Written task> Extract every line of the material below that contains the string "sticker", treating uppercase and lowercase as different.
--- start Source material ---
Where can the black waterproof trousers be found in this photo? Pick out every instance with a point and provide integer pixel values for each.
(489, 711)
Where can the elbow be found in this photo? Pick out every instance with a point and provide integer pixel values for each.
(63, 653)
--- end Source material ---
--- start Source material ---
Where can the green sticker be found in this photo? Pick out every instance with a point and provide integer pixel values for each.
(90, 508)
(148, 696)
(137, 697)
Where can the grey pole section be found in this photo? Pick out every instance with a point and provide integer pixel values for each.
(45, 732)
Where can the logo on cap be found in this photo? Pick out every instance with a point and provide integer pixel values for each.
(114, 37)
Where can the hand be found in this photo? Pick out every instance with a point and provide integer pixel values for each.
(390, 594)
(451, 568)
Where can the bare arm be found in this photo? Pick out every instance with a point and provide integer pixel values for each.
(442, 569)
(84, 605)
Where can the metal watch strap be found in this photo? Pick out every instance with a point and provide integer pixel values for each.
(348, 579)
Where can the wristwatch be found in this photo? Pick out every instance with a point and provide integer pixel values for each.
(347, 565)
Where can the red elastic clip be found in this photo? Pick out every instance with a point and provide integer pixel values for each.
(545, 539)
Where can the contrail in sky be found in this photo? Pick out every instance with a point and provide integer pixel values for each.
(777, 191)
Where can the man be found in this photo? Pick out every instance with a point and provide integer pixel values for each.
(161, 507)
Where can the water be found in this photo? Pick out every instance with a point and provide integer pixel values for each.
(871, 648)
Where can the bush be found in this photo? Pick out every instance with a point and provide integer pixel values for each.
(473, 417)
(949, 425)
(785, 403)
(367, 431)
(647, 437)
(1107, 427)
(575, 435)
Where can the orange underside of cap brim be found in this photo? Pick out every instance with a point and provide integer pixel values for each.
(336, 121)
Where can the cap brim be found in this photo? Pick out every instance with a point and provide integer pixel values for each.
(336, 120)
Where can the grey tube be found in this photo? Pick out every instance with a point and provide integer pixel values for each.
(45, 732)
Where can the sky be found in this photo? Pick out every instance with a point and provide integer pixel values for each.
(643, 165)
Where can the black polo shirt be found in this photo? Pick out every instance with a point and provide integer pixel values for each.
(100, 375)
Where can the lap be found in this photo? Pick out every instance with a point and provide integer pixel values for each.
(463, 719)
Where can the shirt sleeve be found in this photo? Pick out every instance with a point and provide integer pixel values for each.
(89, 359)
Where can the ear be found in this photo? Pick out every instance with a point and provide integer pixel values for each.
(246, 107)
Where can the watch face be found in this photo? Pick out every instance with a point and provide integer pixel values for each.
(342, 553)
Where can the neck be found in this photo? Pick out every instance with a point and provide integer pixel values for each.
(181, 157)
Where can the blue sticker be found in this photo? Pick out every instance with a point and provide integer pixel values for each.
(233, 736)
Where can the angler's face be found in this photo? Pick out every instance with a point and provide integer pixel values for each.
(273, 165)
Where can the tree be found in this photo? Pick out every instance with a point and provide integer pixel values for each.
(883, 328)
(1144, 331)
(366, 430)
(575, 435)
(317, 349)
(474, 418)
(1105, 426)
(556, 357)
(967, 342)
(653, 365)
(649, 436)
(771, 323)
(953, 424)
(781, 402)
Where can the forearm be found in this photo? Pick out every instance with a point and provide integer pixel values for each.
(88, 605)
--- end Source material ---
Exercise answer>
Where can the green sticker be found in this photo? Pick out every instance with a point and provide integer pixel values for each.
Where can the blue sticker be found in this photo? Pick out every instance with a point and provide integer pixel values for each.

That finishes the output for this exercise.